─── Extracted information

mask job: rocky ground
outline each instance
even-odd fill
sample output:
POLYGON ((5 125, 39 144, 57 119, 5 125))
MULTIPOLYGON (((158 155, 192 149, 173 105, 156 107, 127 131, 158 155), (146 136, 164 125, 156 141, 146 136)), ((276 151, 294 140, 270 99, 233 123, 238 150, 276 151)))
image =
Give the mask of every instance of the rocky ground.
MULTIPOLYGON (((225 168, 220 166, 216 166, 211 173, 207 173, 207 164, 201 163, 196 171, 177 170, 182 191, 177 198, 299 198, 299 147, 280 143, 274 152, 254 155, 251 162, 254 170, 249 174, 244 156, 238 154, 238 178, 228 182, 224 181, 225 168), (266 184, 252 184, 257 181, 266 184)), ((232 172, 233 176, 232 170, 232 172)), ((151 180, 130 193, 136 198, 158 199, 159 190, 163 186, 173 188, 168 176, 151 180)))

──────

Task requirements: Update the data by changing every occurrence of "rocky ground" to "loose gravel", leaving everything else the same.

Solution:
mask job: loose gravel
outline each instance
even-odd fill
sample output:
POLYGON ((5 125, 39 144, 57 119, 5 125))
MULTIPOLYGON (((158 155, 192 149, 173 105, 156 107, 127 131, 158 155), (146 136, 164 125, 156 141, 146 136)), ((276 151, 294 140, 270 99, 233 123, 238 150, 276 151)))
image =
Give the mask of every instance of the loose gravel.
MULTIPOLYGON (((225 168, 220 166, 216 166, 211 173, 207 173, 207 164, 201 163, 196 171, 177 170, 182 191, 177 198, 299 198, 299 147, 280 143, 274 152, 254 155, 251 162, 254 170, 249 174, 244 156, 238 154, 238 178, 228 182, 224 181, 225 168), (266 184, 252 184, 257 181, 266 184)), ((232 172, 233 176, 232 170, 232 172)), ((151 180, 130 193, 136 198, 158 199, 159 190, 163 186, 173 188, 168 176, 151 180)))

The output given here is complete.